--- DATA EXCERPTS Enclosed Below ---

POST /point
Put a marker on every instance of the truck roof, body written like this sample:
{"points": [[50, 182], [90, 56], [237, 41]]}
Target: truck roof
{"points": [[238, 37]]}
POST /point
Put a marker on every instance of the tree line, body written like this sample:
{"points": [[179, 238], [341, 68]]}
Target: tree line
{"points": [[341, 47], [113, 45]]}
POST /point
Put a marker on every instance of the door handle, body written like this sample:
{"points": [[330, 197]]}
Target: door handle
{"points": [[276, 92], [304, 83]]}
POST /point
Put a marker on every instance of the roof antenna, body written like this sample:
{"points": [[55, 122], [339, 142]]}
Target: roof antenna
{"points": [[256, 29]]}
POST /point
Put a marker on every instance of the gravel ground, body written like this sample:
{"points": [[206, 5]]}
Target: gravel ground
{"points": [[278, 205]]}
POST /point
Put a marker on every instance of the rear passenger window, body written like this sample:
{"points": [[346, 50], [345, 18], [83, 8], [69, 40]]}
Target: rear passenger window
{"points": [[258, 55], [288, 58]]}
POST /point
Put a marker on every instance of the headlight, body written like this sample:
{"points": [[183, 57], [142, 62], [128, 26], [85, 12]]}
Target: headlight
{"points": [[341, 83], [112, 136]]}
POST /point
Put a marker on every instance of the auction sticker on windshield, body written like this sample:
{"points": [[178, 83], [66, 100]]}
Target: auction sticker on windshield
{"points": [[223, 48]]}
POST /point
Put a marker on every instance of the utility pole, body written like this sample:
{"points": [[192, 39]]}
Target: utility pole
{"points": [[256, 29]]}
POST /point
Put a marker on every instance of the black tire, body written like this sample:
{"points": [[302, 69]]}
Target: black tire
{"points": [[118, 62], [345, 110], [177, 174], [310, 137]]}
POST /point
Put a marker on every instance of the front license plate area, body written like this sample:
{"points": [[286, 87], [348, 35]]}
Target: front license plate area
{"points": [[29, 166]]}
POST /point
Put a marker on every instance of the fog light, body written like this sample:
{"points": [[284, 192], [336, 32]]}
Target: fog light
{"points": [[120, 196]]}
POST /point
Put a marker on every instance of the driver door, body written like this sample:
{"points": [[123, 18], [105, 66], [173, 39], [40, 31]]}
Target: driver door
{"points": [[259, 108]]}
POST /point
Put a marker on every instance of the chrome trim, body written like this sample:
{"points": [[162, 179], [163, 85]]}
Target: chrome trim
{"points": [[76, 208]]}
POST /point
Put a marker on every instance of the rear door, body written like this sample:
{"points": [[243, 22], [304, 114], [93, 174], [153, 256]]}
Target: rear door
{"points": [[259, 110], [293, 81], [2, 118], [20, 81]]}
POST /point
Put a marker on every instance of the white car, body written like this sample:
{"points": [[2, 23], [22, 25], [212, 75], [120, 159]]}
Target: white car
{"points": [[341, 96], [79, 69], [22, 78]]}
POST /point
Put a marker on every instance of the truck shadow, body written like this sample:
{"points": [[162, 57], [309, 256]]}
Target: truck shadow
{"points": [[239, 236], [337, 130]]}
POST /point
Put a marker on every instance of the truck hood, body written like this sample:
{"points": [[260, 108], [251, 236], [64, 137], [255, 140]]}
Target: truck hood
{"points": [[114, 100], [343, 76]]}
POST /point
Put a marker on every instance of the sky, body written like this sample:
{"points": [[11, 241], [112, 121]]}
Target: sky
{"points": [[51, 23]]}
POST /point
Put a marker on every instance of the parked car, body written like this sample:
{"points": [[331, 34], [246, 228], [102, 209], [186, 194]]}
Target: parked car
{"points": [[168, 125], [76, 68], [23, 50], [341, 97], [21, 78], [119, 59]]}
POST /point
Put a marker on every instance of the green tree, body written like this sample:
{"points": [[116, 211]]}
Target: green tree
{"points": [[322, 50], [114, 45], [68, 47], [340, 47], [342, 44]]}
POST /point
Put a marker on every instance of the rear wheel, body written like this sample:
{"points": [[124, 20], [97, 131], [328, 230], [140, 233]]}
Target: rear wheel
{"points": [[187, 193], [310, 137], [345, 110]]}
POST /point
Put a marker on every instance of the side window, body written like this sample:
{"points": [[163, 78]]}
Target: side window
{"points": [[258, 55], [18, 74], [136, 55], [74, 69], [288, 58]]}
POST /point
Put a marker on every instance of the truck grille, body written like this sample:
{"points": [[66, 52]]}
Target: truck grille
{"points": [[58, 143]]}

--- End of Enclosed DATA EXCERPTS ---

Retype exactly, and only, the lines above from the one where "Put a marker on every instance of the auction" occurs up to and including the one where "Put a marker on every instance of the utility" occurs.

→ **TASK SOLUTION**:
Put a marker on every instance of the auction sticker on windshield, body written like this sample:
{"points": [[178, 83], [66, 100]]}
Target: auction sticker on windshield
{"points": [[223, 48]]}
POST /point
Put a marker on every instance of the utility pole, body written like this sample:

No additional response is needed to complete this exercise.